§ **Goal**:
Reproduce the data below with every occurrence of "jeep" swapped for "truck". Leave all other text unchanged.

(Stored items from a collection)
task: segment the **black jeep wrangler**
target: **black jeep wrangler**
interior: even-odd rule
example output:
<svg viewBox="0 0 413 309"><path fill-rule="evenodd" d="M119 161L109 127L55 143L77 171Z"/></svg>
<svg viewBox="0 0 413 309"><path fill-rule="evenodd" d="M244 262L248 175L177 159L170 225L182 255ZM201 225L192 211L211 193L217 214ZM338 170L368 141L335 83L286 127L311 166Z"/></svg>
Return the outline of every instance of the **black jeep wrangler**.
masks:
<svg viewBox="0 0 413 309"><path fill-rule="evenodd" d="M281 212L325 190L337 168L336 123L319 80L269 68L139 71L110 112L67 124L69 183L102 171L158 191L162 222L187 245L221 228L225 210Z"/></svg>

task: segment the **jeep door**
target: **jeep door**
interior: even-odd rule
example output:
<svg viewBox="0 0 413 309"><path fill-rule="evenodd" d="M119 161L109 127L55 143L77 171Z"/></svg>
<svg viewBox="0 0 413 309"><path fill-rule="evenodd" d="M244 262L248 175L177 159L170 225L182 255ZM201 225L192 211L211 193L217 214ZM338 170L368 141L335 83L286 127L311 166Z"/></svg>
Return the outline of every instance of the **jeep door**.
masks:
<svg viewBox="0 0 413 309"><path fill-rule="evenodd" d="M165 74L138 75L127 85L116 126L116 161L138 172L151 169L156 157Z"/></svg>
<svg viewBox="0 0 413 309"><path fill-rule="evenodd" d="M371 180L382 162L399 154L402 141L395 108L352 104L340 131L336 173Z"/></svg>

§ **Exercise result**:
task: segment the **black truck wrangler**
target: **black truck wrangler**
interior: even-odd rule
example output:
<svg viewBox="0 0 413 309"><path fill-rule="evenodd" d="M119 161L109 127L55 143L77 171Z"/></svg>
<svg viewBox="0 0 413 309"><path fill-rule="evenodd" d="M244 262L248 175L177 159L170 225L182 255ZM201 225L192 211L211 193L217 214ZM338 170L368 141L335 83L286 127L311 166Z"/></svg>
Return the outline of every instance of the **black truck wrangler**.
masks:
<svg viewBox="0 0 413 309"><path fill-rule="evenodd" d="M281 212L325 190L337 168L336 123L319 80L269 68L139 71L110 112L67 124L69 183L102 171L158 191L162 222L187 245L221 228L225 210Z"/></svg>

task: segment the **truck door**
target: **truck door**
interior: even-odd rule
example output:
<svg viewBox="0 0 413 309"><path fill-rule="evenodd" d="M119 161L109 127L55 143L77 171Z"/></svg>
<svg viewBox="0 0 413 309"><path fill-rule="evenodd" d="M244 262L248 175L177 159L170 225L182 255ZM201 225L192 211L211 193L217 214ZM338 170L368 141L335 83L286 127L311 166Z"/></svg>
Return the outline of every instance of the **truck door**.
masks:
<svg viewBox="0 0 413 309"><path fill-rule="evenodd" d="M165 74L138 75L127 85L116 126L116 161L138 172L151 169L156 157Z"/></svg>
<svg viewBox="0 0 413 309"><path fill-rule="evenodd" d="M371 180L382 162L399 154L402 141L395 108L352 104L340 131L336 173Z"/></svg>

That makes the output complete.